━━━ DATA SHOWN ━━━

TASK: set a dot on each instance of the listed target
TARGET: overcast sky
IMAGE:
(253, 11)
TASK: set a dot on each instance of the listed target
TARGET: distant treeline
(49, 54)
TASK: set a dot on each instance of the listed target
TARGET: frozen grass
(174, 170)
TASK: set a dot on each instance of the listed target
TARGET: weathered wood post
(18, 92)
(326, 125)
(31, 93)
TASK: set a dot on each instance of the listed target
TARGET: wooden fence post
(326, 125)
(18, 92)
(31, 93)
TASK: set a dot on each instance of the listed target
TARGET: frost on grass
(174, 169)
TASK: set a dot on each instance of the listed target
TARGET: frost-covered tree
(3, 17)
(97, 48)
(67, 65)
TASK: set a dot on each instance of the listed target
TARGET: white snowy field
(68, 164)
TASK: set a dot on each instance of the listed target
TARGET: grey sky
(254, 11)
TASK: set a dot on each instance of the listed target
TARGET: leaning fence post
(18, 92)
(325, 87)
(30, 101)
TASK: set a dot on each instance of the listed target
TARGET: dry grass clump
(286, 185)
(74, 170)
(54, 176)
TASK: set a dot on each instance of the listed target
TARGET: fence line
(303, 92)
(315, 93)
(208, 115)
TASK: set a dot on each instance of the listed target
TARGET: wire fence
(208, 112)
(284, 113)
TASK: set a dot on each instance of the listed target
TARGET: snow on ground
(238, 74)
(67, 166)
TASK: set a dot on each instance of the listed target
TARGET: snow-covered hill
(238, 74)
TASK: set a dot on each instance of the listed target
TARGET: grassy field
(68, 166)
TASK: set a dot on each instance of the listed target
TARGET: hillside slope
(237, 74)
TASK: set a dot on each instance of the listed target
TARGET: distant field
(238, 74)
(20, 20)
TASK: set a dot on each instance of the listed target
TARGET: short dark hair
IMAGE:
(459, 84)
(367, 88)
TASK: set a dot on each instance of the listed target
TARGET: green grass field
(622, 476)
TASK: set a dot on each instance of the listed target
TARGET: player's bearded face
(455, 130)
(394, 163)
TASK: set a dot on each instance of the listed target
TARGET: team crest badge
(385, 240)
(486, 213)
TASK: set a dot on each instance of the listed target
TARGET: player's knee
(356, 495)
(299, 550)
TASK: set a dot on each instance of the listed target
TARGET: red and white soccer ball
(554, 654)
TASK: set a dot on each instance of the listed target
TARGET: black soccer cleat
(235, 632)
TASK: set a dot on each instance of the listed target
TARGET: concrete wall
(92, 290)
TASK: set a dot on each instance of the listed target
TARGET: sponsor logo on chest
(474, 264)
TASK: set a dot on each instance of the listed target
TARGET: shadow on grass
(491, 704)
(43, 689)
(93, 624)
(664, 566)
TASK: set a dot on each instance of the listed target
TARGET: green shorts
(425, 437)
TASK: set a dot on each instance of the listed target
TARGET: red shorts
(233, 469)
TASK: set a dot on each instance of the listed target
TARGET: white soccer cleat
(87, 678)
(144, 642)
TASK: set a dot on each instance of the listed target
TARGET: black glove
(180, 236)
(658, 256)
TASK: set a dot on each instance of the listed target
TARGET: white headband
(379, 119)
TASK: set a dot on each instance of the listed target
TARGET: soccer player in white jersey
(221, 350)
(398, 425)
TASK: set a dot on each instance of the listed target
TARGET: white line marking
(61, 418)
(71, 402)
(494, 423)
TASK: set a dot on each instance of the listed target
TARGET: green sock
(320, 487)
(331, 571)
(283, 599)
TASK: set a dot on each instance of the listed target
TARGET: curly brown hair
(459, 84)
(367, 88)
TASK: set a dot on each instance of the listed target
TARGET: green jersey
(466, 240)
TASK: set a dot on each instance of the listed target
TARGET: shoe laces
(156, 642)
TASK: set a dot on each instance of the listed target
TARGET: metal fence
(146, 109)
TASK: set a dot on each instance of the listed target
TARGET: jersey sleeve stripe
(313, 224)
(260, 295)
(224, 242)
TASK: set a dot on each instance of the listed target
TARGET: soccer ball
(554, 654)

━━━

TASK DESCRIPTION: Transcribe the whole listing exactly.

EXPECTED ANSWER:
TASK: set a dot on each instance of the listed target
TARGET: overcast sky
IMAGE:
(253, 11)
TASK: set a dot on each instance of the listed target
TARGET: distant treeline
(49, 54)
TASK: set a dot on each instance of the listed target
TARGET: frozen grass
(174, 170)
TASK: set a dot on each instance of the listed target
TARGET: weathered wood post
(18, 92)
(326, 125)
(31, 93)
TASK: set a dot on each instance of the listed target
TARGET: wooden fence post
(326, 125)
(18, 92)
(31, 93)
TASK: set a dot on each instance of the listed target
TARGET: frost on grass
(174, 169)
TASK: set a dot on each instance of the listed target
TARGET: frost-covered tree
(3, 17)
(97, 48)
(67, 65)
TASK: set a dot on each instance of the listed target
TARGET: white snowy field
(68, 164)
TASK: set a dot on each instance of the listed target
TARGET: grey sky
(254, 11)
TASK: set a dot on each instance of the listed target
TARGET: leaning fence post
(18, 92)
(325, 87)
(30, 101)
TASK: set a dot on each instance of the listed target
TARGET: dry grass clump
(286, 185)
(74, 170)
(54, 176)
TASK: set a dot on each instance of the listed target
TARGET: fence line
(303, 92)
(315, 93)
(208, 115)
TASK: set a dot on each instance of the listed target
TARGET: wire fence
(208, 112)
(284, 113)
TASK: set a dot on each instance of the listed target
TARGET: snow on ground
(238, 74)
(67, 166)
TASK: set a dot on each instance of the listed target
TARGET: snow-covered hill
(238, 74)
TASK: set a dot on each instance of the listed target
TARGET: grassy field
(68, 166)
TASK: set a dot on each instance of the listed target
TARGET: hillside slope
(237, 74)
TASK: set a dot on each instance of the listed target
TARGET: distant field
(238, 74)
(20, 20)
TASK: set a dot on each instance of the listed target
TARGET: short dark hair
IMAGE:
(459, 84)
(367, 88)
TASK: set a dot on each instance of the listed target
TARGET: green grass field
(622, 476)
TASK: set a dot on each instance of the listed target
TARGET: player's bearded face
(455, 130)
(394, 163)
TASK: set a dot on each instance of the listed target
TARGET: team crest badge
(385, 240)
(486, 213)
TASK: set a dot on each instance of the listed target
TARGET: player's knee
(356, 495)
(299, 550)
TASK: set a dot on each instance of the listed target
TARGET: red and white soccer ball
(554, 654)
TASK: set a dot on each instance of the listed target
TARGET: black soccer cleat
(235, 632)
TASK: set a dot on each instance of the listed target
TARGET: concrete wall
(92, 290)
TASK: set a dot on each instance of the listed target
TARGET: sponsor logo on chest
(474, 264)
TASK: set a dot on each instance of the listed target
TARGET: shadow on grass
(491, 704)
(43, 689)
(93, 624)
(664, 566)
TASK: set a dot on each instance of the listed target
TARGET: green shorts
(425, 437)
TASK: set a dot on each instance of the listed target
TARGET: red shorts
(233, 469)
TASK: set a dot on each instance of the listed target
TARGET: white soccer cleat
(87, 678)
(144, 642)
TASK: set a dot on each instance of the listed target
TARGET: black glove
(180, 236)
(658, 256)
TASK: set a dot on each instance of the listed target
TARGET: white headband
(379, 119)
TASK: set a dot on each instance of the listed target
TARGET: soccer player in white jersey
(221, 350)
(398, 425)
TASK: set a dot on each instance of the listed target
TARGET: white line marking
(61, 418)
(71, 402)
(494, 423)
TASK: set a dot on each instance of the listed target
TARGET: green sock
(320, 487)
(331, 571)
(283, 599)
TASK: set a dot on each instance of the listed target
TARGET: curly brown hair
(459, 84)
(367, 88)
TASK: set a dot on each instance of the listed target
TARGET: green jersey
(466, 240)
TASK: set a dot on each instance of the listed target
TARGET: shoe laces
(156, 642)
TASK: set a dot on each instance of the listed target
TARGET: metal fence
(146, 109)
TASK: set a dot on each instance of the listed target
TARGET: jersey sleeve stripe
(313, 224)
(260, 295)
(224, 242)
TASK: set a dot on each instance of the listed target
TARGET: soccer ball
(554, 654)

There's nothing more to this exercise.